• [Exercise prompt]: Pull out every line from the start of the entries through the line containing "x=458, y=263", including that line. Reproduce each one word for word.

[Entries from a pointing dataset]
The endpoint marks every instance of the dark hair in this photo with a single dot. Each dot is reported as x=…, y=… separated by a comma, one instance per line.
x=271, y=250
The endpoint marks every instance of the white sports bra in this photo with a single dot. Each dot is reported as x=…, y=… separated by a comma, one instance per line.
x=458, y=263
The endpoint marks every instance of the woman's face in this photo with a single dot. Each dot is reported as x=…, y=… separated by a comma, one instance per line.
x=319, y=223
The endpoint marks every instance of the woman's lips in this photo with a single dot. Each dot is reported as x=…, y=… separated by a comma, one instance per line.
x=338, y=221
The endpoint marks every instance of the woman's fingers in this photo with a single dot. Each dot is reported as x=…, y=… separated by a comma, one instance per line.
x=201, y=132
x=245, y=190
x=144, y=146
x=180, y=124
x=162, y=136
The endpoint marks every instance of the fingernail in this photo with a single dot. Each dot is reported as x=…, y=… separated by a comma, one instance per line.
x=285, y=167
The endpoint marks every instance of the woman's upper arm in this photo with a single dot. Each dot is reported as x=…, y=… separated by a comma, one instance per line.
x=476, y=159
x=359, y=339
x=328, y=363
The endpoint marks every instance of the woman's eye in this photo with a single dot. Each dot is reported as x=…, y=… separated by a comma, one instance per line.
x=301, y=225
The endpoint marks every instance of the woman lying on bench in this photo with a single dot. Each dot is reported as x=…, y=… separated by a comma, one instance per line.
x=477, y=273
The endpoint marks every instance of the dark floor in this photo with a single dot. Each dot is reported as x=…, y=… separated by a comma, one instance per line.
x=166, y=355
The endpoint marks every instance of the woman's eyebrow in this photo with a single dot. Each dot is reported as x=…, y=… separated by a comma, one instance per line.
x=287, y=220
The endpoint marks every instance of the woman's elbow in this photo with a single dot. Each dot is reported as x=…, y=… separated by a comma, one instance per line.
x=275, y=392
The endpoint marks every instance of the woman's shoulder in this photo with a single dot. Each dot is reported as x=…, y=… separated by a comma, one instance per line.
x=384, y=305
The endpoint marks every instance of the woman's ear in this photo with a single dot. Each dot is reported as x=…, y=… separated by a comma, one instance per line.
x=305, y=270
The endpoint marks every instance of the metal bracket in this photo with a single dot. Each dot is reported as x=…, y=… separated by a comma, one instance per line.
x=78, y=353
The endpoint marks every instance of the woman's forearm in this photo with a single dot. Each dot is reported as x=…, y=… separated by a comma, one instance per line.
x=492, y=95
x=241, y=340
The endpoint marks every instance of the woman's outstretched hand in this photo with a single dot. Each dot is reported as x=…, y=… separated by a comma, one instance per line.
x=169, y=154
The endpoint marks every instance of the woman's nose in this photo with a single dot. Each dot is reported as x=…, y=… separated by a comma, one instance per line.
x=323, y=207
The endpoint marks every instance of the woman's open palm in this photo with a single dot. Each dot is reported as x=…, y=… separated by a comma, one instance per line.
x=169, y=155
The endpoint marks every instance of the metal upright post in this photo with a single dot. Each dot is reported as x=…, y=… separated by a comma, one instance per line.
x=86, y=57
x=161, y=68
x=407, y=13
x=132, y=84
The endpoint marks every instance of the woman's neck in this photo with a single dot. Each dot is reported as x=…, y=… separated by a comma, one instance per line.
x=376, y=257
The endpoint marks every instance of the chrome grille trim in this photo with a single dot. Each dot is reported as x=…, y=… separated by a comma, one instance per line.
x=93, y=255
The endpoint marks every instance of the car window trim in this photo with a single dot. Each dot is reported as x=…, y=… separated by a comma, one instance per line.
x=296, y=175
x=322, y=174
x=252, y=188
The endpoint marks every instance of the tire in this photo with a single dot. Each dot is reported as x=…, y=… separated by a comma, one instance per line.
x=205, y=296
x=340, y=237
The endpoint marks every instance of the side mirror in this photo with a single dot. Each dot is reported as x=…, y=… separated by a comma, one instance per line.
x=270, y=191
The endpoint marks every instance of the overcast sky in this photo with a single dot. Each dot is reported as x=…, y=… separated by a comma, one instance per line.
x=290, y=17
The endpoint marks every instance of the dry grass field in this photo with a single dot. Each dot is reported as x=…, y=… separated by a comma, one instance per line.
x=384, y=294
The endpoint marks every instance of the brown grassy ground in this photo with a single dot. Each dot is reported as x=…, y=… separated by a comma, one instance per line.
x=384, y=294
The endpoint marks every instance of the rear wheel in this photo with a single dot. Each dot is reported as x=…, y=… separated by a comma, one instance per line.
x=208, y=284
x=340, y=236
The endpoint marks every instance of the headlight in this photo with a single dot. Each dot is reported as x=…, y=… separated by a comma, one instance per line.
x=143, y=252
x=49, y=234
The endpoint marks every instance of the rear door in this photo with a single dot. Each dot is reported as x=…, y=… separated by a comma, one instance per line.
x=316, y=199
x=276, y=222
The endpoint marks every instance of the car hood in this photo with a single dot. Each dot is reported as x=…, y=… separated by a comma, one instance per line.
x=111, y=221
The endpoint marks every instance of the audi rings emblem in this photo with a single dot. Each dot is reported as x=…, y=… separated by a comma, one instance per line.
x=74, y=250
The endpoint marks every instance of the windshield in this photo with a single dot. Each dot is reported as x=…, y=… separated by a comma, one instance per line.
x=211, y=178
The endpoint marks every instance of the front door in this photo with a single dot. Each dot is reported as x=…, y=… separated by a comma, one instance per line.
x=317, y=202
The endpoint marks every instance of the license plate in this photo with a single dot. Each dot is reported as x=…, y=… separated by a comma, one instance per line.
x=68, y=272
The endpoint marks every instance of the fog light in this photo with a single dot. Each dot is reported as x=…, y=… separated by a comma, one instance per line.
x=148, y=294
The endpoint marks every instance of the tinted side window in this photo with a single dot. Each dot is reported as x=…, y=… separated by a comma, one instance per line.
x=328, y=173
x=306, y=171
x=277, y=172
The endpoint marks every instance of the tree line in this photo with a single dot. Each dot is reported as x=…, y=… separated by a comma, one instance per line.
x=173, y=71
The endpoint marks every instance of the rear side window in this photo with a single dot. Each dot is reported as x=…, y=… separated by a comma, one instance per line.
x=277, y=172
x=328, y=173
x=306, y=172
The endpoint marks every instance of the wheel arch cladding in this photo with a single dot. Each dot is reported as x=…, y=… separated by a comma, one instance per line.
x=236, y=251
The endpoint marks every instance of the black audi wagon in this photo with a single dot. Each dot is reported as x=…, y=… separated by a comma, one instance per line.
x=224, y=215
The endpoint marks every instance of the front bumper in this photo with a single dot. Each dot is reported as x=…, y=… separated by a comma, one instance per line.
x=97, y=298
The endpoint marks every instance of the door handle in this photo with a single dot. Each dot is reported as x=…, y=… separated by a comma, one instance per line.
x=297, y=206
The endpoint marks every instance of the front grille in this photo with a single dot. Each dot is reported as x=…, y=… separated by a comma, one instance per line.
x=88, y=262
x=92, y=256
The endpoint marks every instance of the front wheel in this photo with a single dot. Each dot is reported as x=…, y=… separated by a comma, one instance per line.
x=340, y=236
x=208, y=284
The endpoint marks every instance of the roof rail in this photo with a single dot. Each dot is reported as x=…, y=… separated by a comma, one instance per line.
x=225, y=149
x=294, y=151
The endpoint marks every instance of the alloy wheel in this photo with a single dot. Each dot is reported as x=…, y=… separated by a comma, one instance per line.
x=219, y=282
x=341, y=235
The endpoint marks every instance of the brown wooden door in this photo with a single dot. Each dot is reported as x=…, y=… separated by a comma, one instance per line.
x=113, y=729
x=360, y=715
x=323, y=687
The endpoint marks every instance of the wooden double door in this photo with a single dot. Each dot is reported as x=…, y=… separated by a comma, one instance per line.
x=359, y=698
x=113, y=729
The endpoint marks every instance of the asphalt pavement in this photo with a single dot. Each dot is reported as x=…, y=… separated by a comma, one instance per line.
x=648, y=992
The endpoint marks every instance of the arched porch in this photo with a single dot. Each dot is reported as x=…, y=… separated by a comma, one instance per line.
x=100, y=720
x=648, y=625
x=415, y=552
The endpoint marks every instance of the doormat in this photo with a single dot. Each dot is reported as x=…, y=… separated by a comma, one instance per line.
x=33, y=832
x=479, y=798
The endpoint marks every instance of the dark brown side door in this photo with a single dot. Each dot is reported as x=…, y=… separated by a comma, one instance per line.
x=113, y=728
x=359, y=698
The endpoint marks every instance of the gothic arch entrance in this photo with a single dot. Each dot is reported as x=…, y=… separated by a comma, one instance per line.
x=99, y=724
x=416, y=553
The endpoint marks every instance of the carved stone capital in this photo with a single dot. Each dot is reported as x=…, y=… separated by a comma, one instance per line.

• [Finished answer]:
The endpoint marks every instance of the dark hair in this photo with a single dot. Each dot is reported as x=…, y=… separated by a comma, one instance per line.
x=271, y=250
The endpoint marks every instance of the white sports bra in this photo with a single dot. Each dot is reported as x=…, y=… separated by a comma, one instance per line.
x=458, y=263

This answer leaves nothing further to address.